__Extracted information__:
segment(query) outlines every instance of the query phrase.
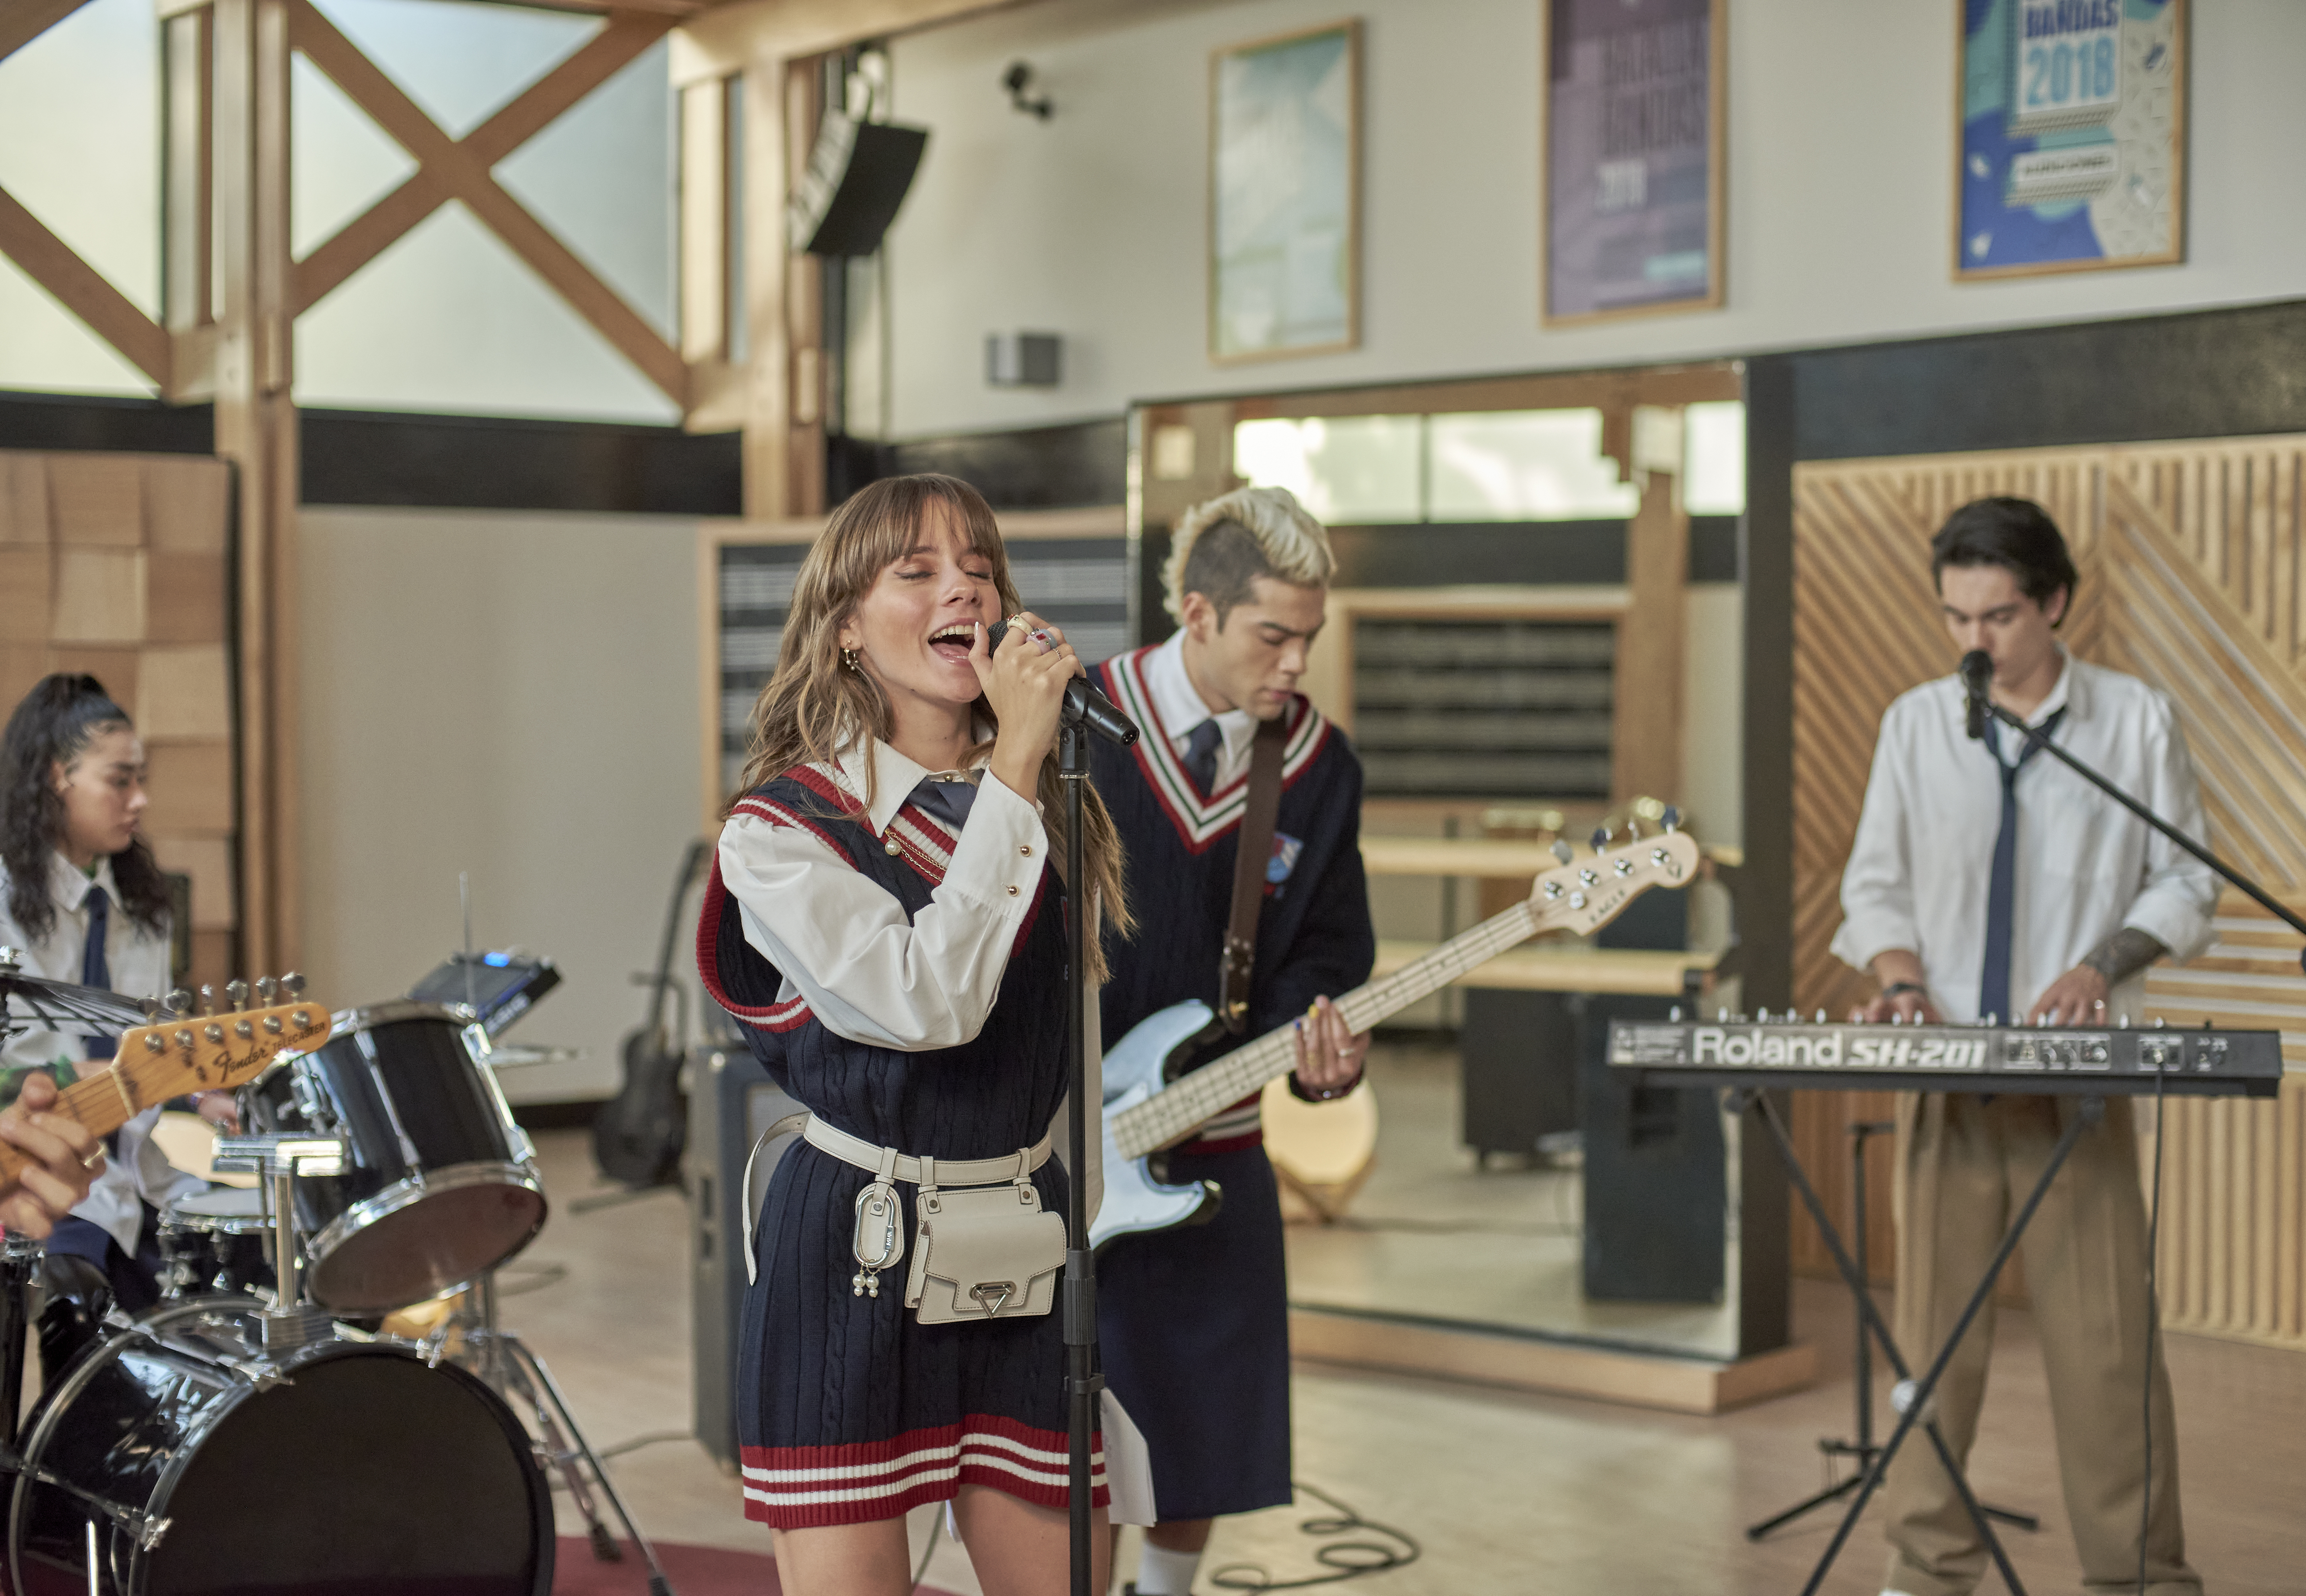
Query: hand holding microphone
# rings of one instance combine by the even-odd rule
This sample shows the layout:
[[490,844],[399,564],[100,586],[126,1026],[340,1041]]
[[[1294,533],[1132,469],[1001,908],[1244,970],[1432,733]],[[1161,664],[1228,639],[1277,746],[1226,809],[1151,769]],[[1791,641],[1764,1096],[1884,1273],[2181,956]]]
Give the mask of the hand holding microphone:
[[1962,729],[1976,742],[1986,735],[1986,722],[1994,713],[1994,656],[1982,648],[1962,655],[1961,687],[1966,695]]
[[[996,620],[985,629],[985,645],[992,650],[1001,646],[1002,638],[1009,635],[1009,623]],[[1060,718],[1068,725],[1081,721],[1107,742],[1123,747],[1137,740],[1137,723],[1113,706],[1113,700],[1091,687],[1089,679],[1076,676],[1065,683],[1064,707]]]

__Assignment__: Give the records again exactly, minus the pictures.

__Task output__:
segment(query) outlines every instance of the query phrase.
Query: hand holding microphone
# rings of one instance combine by the even-odd rule
This sample shows the layout:
[[490,844],[399,564],[100,586],[126,1026],[340,1041]]
[[[1294,533],[1132,469],[1001,908],[1244,970],[1432,733]],[[1161,664],[1228,639],[1277,746],[1226,809],[1151,769]],[[1791,641],[1764,1096],[1884,1273],[2181,956]]]
Give the mask of the hand holding microphone:
[[1962,729],[1976,742],[1986,735],[1986,722],[1994,713],[1994,656],[1982,648],[1962,655],[1961,687],[1966,695]]
[[[996,620],[985,629],[985,645],[992,650],[1001,646],[1002,638],[1009,635],[1009,623]],[[1060,718],[1068,725],[1081,721],[1107,742],[1123,747],[1137,740],[1137,723],[1113,706],[1113,700],[1091,687],[1089,679],[1076,676],[1065,683],[1064,707]]]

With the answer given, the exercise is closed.